* _Supplied material_

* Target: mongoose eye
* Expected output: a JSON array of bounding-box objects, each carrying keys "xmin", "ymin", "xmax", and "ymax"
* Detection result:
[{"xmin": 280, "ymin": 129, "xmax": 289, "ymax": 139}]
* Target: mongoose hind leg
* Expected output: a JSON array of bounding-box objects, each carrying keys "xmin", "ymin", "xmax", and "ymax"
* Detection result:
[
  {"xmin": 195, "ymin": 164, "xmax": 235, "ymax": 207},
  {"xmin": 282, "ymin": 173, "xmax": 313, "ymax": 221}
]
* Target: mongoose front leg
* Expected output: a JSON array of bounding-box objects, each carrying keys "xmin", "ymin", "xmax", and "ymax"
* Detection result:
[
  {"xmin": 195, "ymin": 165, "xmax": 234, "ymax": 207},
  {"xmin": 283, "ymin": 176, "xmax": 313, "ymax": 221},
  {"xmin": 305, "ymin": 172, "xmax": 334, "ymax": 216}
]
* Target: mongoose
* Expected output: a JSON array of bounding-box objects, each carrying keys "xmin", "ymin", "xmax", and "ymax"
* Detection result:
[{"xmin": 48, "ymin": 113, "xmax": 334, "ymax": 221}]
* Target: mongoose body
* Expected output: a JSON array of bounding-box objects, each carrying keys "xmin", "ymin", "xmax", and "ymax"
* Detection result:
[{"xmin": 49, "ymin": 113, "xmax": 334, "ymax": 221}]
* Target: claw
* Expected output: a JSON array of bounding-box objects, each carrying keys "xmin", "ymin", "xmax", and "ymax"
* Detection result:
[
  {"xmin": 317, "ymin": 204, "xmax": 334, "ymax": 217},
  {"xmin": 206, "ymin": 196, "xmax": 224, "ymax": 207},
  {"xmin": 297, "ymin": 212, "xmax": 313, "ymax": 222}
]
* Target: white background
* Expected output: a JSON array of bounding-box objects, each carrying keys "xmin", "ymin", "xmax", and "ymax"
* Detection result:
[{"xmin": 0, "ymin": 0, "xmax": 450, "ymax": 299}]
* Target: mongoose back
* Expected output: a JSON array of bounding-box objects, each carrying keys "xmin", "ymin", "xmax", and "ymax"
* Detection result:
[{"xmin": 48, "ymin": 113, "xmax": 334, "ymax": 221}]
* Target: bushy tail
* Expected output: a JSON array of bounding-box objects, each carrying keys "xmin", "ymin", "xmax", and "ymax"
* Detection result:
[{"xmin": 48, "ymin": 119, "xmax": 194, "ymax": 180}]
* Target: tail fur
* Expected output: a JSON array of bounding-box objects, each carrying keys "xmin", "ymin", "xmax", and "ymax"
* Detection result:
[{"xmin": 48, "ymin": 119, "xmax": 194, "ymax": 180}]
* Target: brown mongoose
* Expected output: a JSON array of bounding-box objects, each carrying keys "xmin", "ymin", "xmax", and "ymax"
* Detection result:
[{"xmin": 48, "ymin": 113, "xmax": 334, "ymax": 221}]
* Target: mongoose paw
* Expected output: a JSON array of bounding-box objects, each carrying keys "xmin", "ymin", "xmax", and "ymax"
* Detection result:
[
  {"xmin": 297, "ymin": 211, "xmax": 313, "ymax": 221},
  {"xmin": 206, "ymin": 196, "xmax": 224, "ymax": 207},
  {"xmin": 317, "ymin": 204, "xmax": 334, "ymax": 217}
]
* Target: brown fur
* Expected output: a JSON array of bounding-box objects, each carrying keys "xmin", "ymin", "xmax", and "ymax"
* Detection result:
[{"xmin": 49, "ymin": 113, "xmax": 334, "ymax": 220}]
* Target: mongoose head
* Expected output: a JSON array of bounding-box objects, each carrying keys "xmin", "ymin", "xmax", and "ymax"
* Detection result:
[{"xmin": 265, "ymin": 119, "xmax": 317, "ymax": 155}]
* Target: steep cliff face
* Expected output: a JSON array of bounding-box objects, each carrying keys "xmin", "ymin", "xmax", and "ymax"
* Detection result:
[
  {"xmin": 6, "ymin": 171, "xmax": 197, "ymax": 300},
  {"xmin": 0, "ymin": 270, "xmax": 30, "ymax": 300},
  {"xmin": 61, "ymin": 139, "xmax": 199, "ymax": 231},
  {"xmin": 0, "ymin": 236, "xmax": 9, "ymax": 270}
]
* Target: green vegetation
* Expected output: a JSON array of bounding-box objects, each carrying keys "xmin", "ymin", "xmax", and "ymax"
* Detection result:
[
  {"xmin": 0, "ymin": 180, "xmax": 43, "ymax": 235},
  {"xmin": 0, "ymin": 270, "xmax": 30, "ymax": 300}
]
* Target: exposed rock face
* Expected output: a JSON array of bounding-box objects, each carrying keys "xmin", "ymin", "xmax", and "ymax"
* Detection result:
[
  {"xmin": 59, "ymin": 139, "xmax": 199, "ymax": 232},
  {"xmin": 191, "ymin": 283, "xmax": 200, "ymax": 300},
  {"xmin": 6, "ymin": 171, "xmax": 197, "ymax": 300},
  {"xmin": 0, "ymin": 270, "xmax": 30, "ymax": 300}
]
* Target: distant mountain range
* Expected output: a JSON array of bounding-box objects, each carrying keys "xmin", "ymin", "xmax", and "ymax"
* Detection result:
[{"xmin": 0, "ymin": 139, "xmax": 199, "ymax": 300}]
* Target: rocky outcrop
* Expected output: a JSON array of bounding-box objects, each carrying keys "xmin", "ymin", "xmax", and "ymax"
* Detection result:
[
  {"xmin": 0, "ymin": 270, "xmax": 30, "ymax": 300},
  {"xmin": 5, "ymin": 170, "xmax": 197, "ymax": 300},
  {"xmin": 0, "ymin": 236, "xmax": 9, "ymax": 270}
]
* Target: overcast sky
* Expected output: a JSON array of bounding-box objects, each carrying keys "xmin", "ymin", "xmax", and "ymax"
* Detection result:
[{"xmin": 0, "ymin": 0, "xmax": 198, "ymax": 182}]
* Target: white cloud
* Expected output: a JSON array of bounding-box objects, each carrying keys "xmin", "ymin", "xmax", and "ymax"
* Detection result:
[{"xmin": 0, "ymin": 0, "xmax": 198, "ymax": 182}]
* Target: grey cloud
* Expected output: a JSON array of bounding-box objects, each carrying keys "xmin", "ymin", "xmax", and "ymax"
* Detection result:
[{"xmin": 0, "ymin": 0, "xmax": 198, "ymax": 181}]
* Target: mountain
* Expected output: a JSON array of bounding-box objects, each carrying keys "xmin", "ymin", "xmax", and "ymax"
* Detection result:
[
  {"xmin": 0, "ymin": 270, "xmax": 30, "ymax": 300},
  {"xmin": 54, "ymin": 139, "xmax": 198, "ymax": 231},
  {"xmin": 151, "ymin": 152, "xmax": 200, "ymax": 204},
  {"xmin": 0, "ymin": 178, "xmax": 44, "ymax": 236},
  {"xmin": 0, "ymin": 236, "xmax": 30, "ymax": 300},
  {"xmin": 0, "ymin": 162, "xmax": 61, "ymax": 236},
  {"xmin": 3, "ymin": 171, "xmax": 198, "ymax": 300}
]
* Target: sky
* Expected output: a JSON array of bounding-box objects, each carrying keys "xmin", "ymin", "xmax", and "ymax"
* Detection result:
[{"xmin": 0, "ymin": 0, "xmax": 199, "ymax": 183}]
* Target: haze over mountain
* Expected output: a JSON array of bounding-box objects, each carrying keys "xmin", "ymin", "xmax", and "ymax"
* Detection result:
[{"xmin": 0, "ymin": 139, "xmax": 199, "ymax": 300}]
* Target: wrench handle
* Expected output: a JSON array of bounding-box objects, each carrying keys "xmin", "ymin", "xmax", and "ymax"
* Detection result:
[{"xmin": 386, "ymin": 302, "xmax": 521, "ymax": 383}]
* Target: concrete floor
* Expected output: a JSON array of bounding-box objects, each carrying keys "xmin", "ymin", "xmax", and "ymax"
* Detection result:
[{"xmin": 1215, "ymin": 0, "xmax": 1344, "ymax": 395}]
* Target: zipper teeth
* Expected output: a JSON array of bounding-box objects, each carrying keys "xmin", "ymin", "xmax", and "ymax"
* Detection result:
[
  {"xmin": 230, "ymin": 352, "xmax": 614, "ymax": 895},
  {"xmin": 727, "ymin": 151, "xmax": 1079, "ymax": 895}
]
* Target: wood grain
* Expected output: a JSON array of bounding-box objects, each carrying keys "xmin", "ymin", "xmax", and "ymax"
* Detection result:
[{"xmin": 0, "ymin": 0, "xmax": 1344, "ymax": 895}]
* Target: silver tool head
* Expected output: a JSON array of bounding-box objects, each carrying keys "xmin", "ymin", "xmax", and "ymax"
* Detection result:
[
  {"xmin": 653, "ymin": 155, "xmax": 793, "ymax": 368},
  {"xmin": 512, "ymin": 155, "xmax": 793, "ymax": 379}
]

* _Problem_
Reproduce word for word the part of the material that opens with the line containing "Target: concrete floor" and runs through the end of the material.

* _Reply to the exercise_
* Target: concrete floor
* Expected output: a JSON array of bounding-box objects, each carrying keys "xmin", "ymin", "xmax", and "ymax"
* Detection result:
[{"xmin": 1215, "ymin": 0, "xmax": 1344, "ymax": 395}]
* Target: zipper teeth
* Expected output: a JSON array of bounding-box objects, each carrying keys "xmin", "ymin", "xmax", and "ymax"
* Detection result:
[
  {"xmin": 230, "ymin": 352, "xmax": 614, "ymax": 895},
  {"xmin": 727, "ymin": 151, "xmax": 1079, "ymax": 895}
]
* Target: wood grain
* Expected output: a JSON array of bounding-box objects, each carrying keys "xmin", "ymin", "xmax", and "ymax"
* Detection result:
[{"xmin": 0, "ymin": 0, "xmax": 1344, "ymax": 895}]
* Target: silver tool head
* Expected output: a JSON array of bounding-box objects, each carrying keys "xmin", "ymin", "xmax", and "ymax"
* Detection result:
[
  {"xmin": 653, "ymin": 155, "xmax": 793, "ymax": 368},
  {"xmin": 512, "ymin": 155, "xmax": 793, "ymax": 379}
]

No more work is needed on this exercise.